* **Exercise details**: Report each line below that contains the word "pale". Case counts.

Items listed in a dataset:
+===+

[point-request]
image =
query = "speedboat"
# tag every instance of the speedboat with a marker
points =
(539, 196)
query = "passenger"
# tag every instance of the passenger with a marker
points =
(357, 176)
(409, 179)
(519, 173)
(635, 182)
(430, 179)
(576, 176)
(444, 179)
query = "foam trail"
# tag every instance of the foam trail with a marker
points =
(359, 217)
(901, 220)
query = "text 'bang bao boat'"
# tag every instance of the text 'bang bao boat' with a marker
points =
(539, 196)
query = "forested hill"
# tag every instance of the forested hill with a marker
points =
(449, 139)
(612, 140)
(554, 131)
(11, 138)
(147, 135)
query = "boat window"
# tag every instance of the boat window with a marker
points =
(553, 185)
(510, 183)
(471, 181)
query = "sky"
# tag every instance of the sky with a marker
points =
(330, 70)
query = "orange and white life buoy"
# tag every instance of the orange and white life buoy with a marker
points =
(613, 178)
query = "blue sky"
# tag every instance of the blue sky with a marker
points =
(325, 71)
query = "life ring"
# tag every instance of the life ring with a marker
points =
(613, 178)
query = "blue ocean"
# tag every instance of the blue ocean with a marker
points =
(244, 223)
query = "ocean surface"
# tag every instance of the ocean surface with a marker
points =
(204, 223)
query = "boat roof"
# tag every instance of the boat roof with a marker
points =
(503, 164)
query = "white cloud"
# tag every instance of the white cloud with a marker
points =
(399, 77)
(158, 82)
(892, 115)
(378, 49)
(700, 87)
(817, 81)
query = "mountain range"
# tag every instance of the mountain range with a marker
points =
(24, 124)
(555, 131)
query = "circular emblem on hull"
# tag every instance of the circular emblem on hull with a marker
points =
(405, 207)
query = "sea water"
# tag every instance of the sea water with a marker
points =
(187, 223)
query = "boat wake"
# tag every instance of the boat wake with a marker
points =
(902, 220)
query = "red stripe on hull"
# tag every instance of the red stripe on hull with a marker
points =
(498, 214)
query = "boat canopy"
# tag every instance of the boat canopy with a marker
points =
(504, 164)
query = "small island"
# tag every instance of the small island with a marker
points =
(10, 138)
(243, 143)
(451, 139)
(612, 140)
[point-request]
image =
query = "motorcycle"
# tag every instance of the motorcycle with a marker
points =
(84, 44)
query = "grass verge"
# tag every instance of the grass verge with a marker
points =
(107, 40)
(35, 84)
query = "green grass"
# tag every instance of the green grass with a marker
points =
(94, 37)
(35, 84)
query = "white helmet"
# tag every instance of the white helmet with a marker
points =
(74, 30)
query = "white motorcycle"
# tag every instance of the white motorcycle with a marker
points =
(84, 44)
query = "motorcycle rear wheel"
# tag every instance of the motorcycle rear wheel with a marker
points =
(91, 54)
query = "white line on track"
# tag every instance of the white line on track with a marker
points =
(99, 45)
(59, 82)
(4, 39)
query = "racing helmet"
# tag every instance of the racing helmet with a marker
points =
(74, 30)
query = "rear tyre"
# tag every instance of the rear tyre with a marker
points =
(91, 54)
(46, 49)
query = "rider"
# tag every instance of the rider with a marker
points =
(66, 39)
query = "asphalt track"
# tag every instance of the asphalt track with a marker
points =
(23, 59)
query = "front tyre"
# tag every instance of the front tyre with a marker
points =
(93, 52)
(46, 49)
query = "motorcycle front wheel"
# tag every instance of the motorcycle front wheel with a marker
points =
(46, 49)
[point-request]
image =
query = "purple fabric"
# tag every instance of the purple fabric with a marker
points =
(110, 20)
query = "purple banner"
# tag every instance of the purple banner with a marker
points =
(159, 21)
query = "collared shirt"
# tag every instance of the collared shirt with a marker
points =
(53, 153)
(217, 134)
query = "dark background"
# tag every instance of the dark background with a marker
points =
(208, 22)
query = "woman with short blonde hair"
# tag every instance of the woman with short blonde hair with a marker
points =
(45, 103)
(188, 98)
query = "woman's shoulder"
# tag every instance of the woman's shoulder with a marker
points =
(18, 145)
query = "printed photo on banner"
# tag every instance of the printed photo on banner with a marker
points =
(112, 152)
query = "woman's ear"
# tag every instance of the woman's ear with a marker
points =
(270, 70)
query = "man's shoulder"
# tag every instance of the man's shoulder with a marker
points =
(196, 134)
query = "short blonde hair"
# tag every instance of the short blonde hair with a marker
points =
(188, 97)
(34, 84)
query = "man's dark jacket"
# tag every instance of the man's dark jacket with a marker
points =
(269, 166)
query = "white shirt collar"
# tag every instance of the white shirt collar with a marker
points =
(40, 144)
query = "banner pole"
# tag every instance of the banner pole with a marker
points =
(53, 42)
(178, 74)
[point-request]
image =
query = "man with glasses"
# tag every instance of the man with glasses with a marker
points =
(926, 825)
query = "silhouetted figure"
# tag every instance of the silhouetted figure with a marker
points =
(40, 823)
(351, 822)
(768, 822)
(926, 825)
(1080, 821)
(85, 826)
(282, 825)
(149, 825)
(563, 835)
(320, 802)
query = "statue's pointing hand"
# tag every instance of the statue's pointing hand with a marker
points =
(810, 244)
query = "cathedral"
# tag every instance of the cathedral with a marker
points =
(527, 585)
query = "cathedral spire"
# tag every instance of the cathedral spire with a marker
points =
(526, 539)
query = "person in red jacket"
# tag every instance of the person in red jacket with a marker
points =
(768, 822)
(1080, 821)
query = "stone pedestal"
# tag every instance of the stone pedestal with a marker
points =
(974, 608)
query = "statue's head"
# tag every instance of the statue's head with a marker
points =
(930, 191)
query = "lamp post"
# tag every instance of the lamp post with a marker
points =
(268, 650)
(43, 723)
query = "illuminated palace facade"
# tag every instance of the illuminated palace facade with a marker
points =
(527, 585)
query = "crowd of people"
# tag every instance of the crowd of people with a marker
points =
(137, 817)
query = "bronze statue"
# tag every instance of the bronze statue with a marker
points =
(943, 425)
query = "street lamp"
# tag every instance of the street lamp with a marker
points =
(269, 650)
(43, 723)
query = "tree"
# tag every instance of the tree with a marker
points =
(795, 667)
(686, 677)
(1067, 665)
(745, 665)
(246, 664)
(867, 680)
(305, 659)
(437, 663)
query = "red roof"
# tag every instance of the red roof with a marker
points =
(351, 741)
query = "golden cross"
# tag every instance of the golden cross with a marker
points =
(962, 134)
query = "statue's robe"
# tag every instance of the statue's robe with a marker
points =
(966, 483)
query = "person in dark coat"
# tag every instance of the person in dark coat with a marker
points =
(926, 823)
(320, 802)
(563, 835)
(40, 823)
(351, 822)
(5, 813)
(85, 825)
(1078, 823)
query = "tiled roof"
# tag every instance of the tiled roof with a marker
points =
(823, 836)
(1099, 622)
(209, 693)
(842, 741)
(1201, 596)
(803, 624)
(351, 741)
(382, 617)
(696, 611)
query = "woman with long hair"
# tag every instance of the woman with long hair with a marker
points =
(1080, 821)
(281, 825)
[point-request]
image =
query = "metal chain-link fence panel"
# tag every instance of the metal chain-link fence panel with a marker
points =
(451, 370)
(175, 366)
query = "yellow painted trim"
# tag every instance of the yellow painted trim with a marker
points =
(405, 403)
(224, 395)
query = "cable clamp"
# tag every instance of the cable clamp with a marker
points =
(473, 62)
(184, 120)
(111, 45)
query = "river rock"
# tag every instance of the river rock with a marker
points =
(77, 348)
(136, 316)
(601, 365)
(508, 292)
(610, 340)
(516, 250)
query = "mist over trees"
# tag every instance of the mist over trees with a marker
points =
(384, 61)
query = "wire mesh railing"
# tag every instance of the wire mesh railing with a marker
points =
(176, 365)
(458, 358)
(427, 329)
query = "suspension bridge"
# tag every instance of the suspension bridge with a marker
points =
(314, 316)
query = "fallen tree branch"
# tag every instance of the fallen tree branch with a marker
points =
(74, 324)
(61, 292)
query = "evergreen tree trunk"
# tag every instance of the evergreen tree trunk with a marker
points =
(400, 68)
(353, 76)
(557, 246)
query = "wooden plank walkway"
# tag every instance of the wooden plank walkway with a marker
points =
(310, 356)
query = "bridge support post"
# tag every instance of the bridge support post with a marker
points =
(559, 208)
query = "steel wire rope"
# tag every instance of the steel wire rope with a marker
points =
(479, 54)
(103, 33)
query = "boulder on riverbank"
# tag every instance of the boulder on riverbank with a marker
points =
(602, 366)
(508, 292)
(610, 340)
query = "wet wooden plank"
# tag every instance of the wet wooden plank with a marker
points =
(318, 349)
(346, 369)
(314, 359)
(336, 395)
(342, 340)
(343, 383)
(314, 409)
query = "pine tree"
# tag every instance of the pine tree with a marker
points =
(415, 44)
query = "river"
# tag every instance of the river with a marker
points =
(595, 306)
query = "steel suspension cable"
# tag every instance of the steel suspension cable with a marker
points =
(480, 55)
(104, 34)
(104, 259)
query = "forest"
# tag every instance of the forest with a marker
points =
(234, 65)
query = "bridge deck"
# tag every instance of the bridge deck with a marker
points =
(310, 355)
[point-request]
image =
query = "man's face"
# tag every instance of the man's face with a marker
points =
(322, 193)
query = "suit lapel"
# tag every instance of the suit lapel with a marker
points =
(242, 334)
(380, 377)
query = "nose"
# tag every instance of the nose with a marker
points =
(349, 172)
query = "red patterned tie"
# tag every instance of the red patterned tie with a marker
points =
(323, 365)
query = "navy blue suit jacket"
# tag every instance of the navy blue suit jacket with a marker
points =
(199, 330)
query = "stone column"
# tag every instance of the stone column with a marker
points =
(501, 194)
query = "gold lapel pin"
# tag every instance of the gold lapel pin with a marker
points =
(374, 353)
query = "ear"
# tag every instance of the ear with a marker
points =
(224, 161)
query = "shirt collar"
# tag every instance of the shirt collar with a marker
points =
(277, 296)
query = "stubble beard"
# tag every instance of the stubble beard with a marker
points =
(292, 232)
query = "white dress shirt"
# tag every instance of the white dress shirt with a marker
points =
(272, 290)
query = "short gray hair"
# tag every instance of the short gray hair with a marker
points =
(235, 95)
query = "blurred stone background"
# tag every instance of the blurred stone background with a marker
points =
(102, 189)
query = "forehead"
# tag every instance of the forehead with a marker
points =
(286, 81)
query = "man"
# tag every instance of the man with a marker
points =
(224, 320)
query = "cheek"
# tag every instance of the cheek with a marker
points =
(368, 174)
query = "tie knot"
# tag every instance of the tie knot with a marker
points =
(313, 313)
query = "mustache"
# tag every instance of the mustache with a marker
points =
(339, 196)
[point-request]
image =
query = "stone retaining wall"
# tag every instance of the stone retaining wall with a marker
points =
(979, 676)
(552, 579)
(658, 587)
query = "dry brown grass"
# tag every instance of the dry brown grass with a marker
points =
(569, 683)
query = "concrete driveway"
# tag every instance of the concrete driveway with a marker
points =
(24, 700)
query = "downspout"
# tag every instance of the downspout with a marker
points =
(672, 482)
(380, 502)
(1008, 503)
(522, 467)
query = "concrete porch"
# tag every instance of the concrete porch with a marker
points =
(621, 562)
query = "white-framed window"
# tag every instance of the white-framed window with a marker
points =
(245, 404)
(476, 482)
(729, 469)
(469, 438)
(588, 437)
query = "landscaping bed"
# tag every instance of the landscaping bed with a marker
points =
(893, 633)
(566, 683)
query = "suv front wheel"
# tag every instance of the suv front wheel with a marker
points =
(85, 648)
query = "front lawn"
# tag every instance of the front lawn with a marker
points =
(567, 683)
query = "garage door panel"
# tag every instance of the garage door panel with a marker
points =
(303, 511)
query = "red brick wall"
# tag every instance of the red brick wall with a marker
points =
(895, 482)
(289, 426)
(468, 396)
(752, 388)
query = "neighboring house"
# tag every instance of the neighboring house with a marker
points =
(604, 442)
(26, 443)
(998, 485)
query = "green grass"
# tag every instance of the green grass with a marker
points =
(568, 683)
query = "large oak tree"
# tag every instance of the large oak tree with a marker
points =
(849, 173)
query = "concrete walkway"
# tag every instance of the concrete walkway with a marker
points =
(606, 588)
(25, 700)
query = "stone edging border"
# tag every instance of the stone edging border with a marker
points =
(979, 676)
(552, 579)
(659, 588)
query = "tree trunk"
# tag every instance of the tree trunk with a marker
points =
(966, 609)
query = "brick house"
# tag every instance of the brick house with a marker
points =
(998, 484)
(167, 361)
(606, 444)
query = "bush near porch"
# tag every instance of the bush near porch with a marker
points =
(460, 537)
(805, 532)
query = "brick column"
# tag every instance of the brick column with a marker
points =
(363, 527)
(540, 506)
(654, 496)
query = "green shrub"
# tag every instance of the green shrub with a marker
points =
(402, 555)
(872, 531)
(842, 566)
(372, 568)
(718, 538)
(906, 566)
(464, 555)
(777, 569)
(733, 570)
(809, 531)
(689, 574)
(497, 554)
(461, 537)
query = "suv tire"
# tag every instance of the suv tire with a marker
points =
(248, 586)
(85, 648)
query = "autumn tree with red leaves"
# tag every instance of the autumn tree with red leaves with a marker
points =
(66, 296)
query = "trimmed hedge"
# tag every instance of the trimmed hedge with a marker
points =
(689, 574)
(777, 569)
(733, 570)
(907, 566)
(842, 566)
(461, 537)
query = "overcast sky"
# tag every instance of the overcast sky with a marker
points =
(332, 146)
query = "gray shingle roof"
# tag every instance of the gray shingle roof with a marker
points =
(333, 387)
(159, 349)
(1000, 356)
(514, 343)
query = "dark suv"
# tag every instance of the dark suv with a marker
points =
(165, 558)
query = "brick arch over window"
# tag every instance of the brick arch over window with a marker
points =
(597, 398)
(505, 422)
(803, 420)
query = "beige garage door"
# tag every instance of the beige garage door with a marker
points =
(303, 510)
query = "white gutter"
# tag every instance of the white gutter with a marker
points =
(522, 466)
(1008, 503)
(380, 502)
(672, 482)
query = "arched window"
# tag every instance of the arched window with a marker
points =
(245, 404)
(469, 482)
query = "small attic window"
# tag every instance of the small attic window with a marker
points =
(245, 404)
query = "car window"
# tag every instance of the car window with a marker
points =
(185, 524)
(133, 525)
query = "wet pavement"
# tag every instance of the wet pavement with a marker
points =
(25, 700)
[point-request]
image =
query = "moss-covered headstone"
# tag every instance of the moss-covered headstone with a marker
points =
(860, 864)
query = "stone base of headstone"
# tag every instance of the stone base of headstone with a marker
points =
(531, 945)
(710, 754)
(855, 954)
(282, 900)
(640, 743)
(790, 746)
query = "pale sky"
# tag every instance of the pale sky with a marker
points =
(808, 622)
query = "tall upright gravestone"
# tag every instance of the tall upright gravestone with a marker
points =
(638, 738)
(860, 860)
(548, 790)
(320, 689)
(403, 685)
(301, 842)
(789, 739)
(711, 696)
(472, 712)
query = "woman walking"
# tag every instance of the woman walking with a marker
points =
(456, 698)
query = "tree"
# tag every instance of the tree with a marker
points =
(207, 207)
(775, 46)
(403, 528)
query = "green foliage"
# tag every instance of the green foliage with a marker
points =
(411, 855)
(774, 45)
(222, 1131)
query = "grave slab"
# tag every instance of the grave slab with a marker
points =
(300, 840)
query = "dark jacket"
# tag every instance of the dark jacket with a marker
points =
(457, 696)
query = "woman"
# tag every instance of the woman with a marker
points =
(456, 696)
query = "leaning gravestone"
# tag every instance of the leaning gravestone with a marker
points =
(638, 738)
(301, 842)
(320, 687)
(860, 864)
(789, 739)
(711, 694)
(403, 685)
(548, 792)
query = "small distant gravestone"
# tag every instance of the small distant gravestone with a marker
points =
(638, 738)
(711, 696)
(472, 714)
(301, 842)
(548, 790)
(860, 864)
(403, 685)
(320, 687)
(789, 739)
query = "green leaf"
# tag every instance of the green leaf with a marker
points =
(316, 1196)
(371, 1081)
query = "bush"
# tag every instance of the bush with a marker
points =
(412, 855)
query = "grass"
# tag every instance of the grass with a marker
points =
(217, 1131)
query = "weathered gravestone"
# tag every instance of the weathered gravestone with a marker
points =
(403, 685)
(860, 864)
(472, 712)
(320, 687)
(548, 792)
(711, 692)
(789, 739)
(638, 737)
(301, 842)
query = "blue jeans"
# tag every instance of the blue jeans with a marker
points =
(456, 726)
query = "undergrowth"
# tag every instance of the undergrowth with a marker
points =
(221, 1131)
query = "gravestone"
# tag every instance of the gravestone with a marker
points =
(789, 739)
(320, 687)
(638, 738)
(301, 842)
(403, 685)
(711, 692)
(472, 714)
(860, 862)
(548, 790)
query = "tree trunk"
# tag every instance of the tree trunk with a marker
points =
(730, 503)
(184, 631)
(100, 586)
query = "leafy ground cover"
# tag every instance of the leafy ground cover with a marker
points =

+===+

* **Exercise answer**:
query = "pale sky"
# tag every instance of the pale sky with a marker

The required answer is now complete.